Article:
Friday, December 1, 2006
How "Small-Circle Jujitsu" Changed Everything
Jujitsu Master Leon Jay (left) The Dojo Rat "Away Team" (center) and Dojo owner Stan Miller (right), At a Seminar in Portland
There are two schools of modern Jujitsu: Brazilian Jujitsu (BJJ), which rose to cult status ten years ago, and there is "Small-Circle Jujitsu" (SCJJ). Of course, this is just my interpetation, but here goes: BJJ is great on a one-to-one fight when you have plenty of time and you're not going to get run over in a parking lot or have someone stick a knife in your back while you are rolling on the ground.
Jujitsu has evolved from a Samurai kill-or-be-killed art to a sport, the same sad legacy of modern Tae Kwon Do. After World War Two, G.I.'s and Marines were returning from service with a new and devestating combat art (jujitsu) which was generally practiced as modern Judo. The art has always employed throwing and locking techniques, although at a somewhat less sophisticated level than Aiki-jitsu and Aikido. Brazil, which had it's own "Wild West" culture, had a lot of Japanese immigrants, and "Vale Tudo" (anything goes) emerged as Brazilian challenge fights. The peak culminated with Mixed-Martial Arts, and most matches are won in submissions on the ground, crappy for streetfighting.
Ah!, you say, so tell us somthing new...

Part of a data file
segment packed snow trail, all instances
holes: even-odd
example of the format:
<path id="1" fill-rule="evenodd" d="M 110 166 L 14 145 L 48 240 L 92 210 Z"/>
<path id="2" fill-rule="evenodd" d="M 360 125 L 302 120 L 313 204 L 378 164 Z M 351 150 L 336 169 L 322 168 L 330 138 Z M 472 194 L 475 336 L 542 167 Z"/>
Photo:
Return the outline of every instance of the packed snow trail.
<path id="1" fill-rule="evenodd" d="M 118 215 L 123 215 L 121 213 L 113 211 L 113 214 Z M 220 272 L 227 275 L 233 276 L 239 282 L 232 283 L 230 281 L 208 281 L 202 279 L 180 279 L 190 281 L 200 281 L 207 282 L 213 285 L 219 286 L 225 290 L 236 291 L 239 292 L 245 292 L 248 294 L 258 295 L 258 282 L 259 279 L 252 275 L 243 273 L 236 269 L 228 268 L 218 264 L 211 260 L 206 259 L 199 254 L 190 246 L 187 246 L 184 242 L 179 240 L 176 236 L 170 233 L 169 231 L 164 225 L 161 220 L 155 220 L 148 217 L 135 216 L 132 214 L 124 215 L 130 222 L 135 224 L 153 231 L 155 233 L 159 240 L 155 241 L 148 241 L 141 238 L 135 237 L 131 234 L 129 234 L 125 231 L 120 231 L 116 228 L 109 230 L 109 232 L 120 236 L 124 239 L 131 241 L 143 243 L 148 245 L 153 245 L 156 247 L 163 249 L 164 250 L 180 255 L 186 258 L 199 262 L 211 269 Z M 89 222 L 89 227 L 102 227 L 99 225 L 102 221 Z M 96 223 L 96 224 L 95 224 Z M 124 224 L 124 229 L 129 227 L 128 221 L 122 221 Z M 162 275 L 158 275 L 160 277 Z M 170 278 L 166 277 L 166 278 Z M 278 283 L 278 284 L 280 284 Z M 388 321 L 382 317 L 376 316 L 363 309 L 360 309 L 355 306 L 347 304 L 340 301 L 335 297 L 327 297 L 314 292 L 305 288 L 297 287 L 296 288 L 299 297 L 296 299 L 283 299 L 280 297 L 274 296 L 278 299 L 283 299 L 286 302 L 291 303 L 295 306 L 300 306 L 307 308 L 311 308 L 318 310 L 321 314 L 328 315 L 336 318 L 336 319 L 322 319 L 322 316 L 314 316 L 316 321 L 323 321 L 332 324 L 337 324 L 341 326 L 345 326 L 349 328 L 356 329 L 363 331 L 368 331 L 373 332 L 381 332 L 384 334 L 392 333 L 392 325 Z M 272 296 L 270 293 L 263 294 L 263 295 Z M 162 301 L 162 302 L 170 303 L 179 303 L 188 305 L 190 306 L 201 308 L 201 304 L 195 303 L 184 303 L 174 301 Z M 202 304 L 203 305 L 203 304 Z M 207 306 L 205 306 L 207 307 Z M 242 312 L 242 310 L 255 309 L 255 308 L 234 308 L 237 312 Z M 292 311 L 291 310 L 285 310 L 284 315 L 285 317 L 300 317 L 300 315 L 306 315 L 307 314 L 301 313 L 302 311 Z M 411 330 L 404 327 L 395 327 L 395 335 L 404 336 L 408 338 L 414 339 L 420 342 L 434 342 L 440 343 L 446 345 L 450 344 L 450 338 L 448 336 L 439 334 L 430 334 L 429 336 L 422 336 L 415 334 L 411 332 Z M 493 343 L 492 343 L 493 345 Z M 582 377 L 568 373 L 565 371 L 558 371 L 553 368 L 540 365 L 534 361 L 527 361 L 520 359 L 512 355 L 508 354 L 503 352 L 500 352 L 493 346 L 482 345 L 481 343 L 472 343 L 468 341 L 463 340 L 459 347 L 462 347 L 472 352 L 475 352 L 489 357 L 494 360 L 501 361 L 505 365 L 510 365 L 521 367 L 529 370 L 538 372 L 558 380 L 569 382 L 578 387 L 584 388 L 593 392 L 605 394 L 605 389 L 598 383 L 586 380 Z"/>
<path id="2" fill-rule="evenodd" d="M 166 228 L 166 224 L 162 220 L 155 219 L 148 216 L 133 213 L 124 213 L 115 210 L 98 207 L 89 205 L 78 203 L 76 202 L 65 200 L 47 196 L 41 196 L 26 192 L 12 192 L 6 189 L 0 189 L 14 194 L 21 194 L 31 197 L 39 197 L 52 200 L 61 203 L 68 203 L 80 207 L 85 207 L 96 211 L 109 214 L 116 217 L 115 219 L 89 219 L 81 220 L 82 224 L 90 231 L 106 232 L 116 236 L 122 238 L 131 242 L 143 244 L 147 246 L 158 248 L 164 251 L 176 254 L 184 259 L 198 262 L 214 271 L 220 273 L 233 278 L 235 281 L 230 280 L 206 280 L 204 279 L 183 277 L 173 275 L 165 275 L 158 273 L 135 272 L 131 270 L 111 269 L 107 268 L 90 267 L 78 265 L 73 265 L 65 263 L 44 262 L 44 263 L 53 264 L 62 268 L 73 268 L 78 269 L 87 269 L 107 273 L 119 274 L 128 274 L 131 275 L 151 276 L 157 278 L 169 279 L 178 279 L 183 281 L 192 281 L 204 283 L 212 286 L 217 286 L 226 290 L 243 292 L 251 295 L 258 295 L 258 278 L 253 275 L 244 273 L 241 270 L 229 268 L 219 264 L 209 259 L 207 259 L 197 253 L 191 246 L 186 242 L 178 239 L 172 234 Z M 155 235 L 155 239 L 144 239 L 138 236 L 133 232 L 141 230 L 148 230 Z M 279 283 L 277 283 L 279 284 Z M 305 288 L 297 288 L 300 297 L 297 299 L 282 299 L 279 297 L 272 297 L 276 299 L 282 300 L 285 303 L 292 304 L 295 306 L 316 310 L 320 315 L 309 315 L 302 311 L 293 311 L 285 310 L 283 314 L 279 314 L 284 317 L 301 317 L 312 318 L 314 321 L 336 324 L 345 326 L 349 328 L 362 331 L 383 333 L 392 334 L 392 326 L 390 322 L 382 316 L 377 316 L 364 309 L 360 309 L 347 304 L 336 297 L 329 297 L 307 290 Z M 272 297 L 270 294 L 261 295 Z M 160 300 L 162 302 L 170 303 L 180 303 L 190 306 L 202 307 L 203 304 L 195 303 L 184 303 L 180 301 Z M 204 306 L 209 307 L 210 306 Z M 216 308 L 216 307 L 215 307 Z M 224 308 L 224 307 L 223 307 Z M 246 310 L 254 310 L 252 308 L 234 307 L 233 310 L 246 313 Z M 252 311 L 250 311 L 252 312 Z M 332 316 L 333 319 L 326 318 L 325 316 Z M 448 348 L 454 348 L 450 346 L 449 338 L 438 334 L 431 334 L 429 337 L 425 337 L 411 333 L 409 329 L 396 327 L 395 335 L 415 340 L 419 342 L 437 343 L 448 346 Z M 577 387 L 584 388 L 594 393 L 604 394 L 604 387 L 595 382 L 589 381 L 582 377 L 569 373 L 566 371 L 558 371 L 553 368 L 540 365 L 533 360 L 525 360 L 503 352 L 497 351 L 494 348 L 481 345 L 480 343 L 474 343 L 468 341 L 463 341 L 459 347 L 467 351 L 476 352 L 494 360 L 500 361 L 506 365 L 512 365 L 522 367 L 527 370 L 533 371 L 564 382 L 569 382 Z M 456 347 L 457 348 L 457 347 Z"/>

Jobs:
1. In the jujitsu post, what does "Vale Tudo" mean?
2. Reproduce the entries verbatim, from the first line of the entries up to and including the line containing "110 166 L 14".

The results:
1. Anything goes.

2.
segment packed snow trail, all instances
holes: even-odd
example of the format:
<path id="1" fill-rule="evenodd" d="M 110 166 L 14 145 L 48 240 L 92 210 Z"/>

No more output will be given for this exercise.